◆ Written tasks
a) From the Docker multi stage build post that follows, copy the passage starting at the words "Python Dockerfile Attempt" and ending after the words "that escape me.".
b) Answer these questions using the Docker multi stage build post that follows:
(i) Which library did the author need Python for?
(ii) Which Ubuntu version was used for the first native install attempt?
(iii) To which directory was the twint executable copied?

Understanding Docker Multi Stage Builds - Installing Python and Ruby in the Same Dockerfile
Now that I've come up to speed on Python, I have an application in production that uses both Python and Ruby. What it does isn't really important but getting it live posed an interesting deployment challenge due to the need to have both Python and Ruby concurrently.
My initial attempt to make this was work was a native install using Python 3.7 and a fairly large set of Python dependencies on an Ubuntu 18.04 AWS instance. Unfortunately I kept hitting issues where, well, things just went to hell. This had me turn to Docker and my thinking was that I should be able to easily build a Dockerfile that supported both Python and Rails. chuckle. Nothing in Docker is actually easy but I got there.
Note: The reason I needed Python is I was building a Twitter related application and I needed to use the truly excellent Twint library / executable.
Python Dockerfile Attempt 1
I don't have a full record of this but I tried to pull in a traditional Python install using apt-get. This worked fairly horribly for reasons that escape me.
Welcome to Overlays and Multiple From Statements
My first attempt to make this work failed to work and it failed to really adopt the zen of Docker. One of the very cool features is that you can build up a Docker container with bits from different containers by using multiple from statements. This lets you have something like this:
FROM continuumio/miniconda3:latest AS python
RUN apt-get update && apt-get install build-essential python3-dev -y
FROM ubuntu:latest
FROM ruby:2.6.4-stretch
The term for this is a Docker Multi Stage Build. The trick here is that the output from each FROM statement is logically isolated from each other. The reason for this is actually pretty simple – standard directory structures. Given that most *nix environments use similar top level structures like /opt, you simply can't combine things blindly – it needs to be an intentional choice using, drumroll, copy!
Here's what this multi stage build stuff looked like:
FROM continuumio/miniconda3:latest AS python
RUN apt-get update && apt-get install build-essential python3-dev -y
RUN conda update -n base -c defaults conda
RUN pip install twint
# The Ruby Stuff Starts Here
FROM ubuntu:latest
FROM ruby:2.6.4-stretch
# This Is The Magic Here
COPY --from=python /opt/conda/bin/twint /usr/bin
RUN mkdir -p /opt/conda/bin/
COPY --from=python /opt/conda /opt/conda/
COPY --from=python /opt/conda/bin/python /opt/conda/bin/python
The last block of lines above show the process of copying from python (the FROM line at the top is named with the "AS python") and there are two copy statements that were really necessary:
- The twint executable needed to be copied to something in the path. I chose /usr/bin.

◆ Record extracts

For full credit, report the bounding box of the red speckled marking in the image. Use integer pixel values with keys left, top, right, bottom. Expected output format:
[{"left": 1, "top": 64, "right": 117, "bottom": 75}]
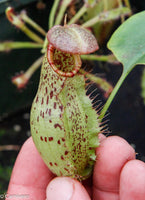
[
  {"left": 54, "top": 123, "right": 62, "bottom": 130},
  {"left": 48, "top": 137, "right": 53, "bottom": 142},
  {"left": 57, "top": 140, "right": 60, "bottom": 144},
  {"left": 46, "top": 96, "right": 49, "bottom": 105},
  {"left": 61, "top": 138, "right": 65, "bottom": 142},
  {"left": 64, "top": 151, "right": 68, "bottom": 155},
  {"left": 61, "top": 156, "right": 64, "bottom": 160}
]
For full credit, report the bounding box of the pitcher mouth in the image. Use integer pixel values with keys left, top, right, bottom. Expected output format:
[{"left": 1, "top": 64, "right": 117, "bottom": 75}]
[{"left": 47, "top": 44, "right": 82, "bottom": 77}]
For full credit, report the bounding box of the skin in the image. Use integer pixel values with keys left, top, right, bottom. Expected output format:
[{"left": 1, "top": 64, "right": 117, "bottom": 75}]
[{"left": 6, "top": 135, "right": 145, "bottom": 200}]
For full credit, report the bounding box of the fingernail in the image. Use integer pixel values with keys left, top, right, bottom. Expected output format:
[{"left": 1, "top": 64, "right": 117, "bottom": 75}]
[{"left": 46, "top": 177, "right": 74, "bottom": 200}]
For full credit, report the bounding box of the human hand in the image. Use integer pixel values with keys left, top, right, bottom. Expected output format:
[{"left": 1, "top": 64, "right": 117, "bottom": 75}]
[{"left": 6, "top": 135, "right": 145, "bottom": 200}]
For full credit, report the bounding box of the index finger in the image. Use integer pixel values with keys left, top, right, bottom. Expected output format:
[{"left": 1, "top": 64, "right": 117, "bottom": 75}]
[
  {"left": 7, "top": 137, "right": 54, "bottom": 200},
  {"left": 93, "top": 136, "right": 135, "bottom": 200}
]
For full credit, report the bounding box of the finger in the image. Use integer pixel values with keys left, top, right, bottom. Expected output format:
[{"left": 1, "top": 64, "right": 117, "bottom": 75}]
[
  {"left": 46, "top": 177, "right": 90, "bottom": 200},
  {"left": 7, "top": 138, "right": 53, "bottom": 200},
  {"left": 120, "top": 160, "right": 145, "bottom": 200},
  {"left": 93, "top": 136, "right": 135, "bottom": 200}
]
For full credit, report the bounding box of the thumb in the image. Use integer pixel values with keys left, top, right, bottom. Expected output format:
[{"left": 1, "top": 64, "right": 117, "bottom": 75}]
[{"left": 46, "top": 177, "right": 90, "bottom": 200}]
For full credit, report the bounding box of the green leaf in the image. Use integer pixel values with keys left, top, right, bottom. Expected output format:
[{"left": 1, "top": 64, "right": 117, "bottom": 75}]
[
  {"left": 100, "top": 11, "right": 145, "bottom": 119},
  {"left": 108, "top": 11, "right": 145, "bottom": 74}
]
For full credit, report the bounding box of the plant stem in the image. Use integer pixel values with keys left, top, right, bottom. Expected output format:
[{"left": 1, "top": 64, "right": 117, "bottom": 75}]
[
  {"left": 68, "top": 4, "right": 87, "bottom": 25},
  {"left": 81, "top": 54, "right": 117, "bottom": 63},
  {"left": 99, "top": 72, "right": 127, "bottom": 121},
  {"left": 24, "top": 56, "right": 44, "bottom": 79},
  {"left": 82, "top": 7, "right": 130, "bottom": 28},
  {"left": 55, "top": 0, "right": 72, "bottom": 25},
  {"left": 0, "top": 42, "right": 42, "bottom": 51},
  {"left": 49, "top": 0, "right": 60, "bottom": 29},
  {"left": 20, "top": 25, "right": 43, "bottom": 44},
  {"left": 20, "top": 11, "right": 46, "bottom": 36}
]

◆ Responses to the tasks
a)
Python Dockerfile Attempt 1
I don't have a full record of this but I tried to pull in a traditional Python install using apt-get. This worked fairly horribly for reasons that escape me.

b)
(i) Twint
(ii) Ubuntu 18.04
(iii) /usr/bin